YOUR ASSIGNMENT: Give back exactly the lines from the one holding "identify the vehicle" to the last line of the entries, both included, and nothing more.
▽
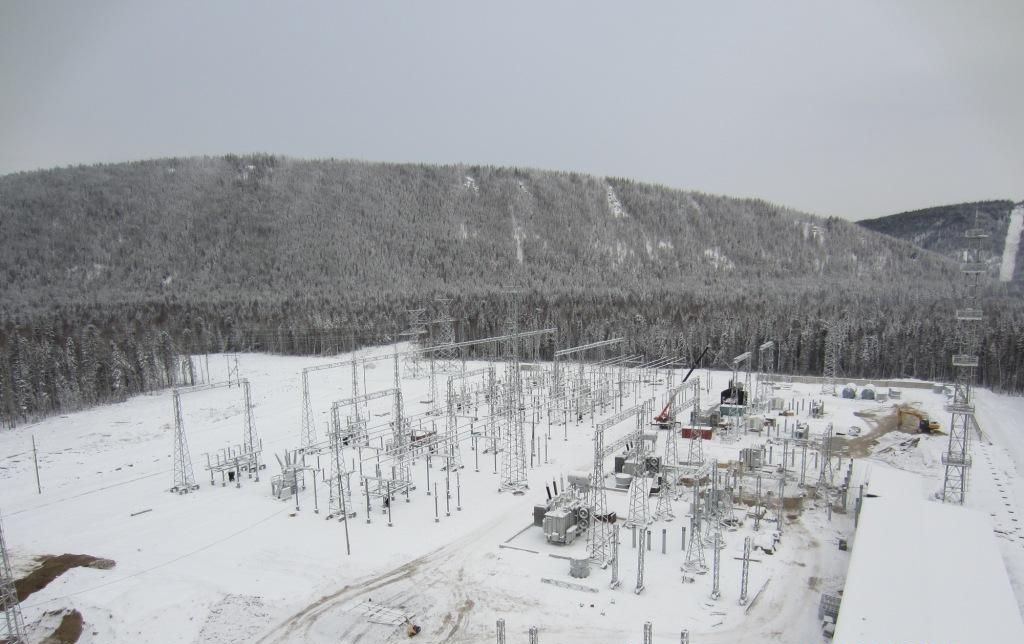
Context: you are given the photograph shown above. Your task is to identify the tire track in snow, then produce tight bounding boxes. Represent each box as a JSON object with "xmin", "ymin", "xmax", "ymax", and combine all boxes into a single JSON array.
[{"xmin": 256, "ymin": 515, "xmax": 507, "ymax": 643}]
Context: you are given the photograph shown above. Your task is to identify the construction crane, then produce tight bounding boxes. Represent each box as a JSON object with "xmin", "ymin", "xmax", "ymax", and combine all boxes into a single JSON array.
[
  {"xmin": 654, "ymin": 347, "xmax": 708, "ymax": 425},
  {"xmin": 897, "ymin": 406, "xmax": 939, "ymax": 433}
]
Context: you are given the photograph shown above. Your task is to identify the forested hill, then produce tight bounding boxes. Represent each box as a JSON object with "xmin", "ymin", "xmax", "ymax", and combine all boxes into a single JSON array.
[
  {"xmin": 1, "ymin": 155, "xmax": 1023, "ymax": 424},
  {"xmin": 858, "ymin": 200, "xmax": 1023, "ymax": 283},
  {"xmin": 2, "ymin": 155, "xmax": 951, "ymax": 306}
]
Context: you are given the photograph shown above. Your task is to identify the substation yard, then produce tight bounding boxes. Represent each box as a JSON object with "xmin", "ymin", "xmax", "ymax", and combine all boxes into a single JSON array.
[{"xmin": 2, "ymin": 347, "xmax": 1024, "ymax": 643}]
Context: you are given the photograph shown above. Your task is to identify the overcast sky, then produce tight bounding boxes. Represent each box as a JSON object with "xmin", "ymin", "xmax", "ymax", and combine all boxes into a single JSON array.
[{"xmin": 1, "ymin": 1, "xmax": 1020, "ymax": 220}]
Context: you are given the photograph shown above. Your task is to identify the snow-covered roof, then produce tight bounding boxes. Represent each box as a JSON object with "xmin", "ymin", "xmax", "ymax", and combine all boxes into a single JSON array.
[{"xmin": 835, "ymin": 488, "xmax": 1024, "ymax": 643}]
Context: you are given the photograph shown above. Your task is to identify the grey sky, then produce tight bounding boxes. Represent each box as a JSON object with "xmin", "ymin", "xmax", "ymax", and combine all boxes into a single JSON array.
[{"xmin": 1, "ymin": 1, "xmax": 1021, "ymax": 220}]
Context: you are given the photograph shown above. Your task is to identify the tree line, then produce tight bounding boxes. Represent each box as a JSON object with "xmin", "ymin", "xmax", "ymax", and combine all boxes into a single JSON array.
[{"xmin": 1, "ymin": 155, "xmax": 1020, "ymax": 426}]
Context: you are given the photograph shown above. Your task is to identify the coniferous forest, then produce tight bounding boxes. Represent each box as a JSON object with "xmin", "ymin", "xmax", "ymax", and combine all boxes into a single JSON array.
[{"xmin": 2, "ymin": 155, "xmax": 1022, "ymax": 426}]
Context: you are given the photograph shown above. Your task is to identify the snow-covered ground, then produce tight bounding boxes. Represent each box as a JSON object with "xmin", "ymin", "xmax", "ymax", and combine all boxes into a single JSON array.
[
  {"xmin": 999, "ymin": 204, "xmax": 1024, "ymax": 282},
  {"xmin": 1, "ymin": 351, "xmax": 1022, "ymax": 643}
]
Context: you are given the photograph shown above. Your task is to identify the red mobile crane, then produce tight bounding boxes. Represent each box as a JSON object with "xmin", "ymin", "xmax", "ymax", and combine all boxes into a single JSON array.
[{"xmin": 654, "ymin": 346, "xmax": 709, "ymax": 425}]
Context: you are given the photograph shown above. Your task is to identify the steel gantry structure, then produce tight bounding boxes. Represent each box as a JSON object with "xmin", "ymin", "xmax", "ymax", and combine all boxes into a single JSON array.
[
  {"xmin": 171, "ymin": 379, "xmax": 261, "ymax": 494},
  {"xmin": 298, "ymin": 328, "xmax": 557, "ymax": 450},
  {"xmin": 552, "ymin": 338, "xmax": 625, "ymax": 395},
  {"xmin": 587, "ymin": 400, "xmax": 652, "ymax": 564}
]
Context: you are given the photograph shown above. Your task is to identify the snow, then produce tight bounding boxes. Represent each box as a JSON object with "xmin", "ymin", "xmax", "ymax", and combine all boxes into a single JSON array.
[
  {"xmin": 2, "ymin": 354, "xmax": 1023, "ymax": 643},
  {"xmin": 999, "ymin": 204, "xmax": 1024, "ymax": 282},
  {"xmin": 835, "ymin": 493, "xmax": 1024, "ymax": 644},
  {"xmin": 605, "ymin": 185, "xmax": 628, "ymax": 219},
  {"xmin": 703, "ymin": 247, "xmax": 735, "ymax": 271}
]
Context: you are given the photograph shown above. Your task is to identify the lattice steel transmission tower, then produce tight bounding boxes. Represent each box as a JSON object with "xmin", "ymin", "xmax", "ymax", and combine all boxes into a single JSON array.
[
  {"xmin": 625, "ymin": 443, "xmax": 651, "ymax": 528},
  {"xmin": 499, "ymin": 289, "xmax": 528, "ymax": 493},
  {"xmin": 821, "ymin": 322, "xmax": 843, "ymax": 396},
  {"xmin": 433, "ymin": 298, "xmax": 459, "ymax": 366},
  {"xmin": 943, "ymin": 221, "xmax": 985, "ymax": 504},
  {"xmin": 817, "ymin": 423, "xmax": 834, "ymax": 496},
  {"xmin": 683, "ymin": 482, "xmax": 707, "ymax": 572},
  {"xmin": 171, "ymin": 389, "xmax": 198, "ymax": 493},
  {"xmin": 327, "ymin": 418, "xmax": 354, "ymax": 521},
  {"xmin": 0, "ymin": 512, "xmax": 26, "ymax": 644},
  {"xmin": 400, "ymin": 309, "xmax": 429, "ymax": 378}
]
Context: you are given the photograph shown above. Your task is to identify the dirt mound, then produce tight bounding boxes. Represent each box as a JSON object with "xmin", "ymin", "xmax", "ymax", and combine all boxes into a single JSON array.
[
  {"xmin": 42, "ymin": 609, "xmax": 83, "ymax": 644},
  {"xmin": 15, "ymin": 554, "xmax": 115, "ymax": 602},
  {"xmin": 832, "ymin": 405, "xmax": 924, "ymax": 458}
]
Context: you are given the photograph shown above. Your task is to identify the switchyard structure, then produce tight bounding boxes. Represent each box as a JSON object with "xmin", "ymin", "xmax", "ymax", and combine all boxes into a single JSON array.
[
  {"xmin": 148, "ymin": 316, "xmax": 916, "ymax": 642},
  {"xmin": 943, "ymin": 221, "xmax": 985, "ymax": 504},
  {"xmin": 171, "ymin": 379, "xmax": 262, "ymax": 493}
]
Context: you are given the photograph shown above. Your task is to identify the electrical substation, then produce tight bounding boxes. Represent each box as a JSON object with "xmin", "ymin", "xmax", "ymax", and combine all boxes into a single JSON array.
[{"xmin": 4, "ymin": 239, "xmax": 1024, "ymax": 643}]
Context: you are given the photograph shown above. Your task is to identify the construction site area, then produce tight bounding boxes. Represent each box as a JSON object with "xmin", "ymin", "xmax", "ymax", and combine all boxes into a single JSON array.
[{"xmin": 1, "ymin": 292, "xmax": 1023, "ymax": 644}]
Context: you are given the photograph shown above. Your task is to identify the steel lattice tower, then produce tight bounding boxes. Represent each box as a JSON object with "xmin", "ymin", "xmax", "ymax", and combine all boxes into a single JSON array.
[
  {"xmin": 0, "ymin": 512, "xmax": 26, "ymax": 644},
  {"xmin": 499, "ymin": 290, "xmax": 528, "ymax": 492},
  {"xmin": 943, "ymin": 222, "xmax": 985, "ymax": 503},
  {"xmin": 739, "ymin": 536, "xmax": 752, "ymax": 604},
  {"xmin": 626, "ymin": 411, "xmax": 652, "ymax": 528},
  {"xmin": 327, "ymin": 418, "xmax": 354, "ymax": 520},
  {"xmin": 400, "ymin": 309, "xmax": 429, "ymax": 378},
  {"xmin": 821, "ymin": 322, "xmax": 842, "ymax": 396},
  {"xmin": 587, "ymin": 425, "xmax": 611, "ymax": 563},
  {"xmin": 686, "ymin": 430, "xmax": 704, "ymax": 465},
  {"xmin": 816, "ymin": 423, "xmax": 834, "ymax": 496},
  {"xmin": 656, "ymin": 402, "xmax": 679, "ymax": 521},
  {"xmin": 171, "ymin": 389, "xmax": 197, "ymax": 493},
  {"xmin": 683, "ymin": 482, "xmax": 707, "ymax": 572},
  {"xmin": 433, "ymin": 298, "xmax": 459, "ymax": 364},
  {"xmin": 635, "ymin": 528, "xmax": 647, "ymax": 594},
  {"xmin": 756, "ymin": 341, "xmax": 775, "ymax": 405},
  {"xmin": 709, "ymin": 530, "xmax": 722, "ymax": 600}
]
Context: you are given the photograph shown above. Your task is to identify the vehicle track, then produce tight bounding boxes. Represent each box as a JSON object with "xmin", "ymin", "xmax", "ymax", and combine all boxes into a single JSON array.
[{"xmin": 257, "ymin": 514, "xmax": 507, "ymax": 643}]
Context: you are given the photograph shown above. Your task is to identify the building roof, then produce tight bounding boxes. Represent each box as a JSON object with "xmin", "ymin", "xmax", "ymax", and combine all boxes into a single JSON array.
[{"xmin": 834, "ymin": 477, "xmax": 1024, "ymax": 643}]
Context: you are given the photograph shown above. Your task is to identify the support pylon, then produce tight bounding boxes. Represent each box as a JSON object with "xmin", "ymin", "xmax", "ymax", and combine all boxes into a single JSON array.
△
SOLUTION FOR THIS TASK:
Context: you are given the photograph shown above. Your task is to identify the vehicle track, then produce tight bounding boxes. Represent each box as a JSON object with "xmin", "ymin", "xmax", "ymax", and combine all boxes into a single JSON array.
[{"xmin": 257, "ymin": 514, "xmax": 507, "ymax": 643}]
Context: you are given the photograph shown above. Your task is to identify the building roof, then produce tight bounding boxes. Represent each box as a JSON object with "xmin", "ymin", "xmax", "ymax", and combine all boxes into a single JSON array.
[{"xmin": 834, "ymin": 477, "xmax": 1024, "ymax": 643}]
Context: you are given the photograph shown above. Your task is to identify the support pylon, then produce tight bounding boxes. Represent each box as a JSON object with "xmin", "ymin", "xmax", "ymax", and combine all boxes into a single JSON array.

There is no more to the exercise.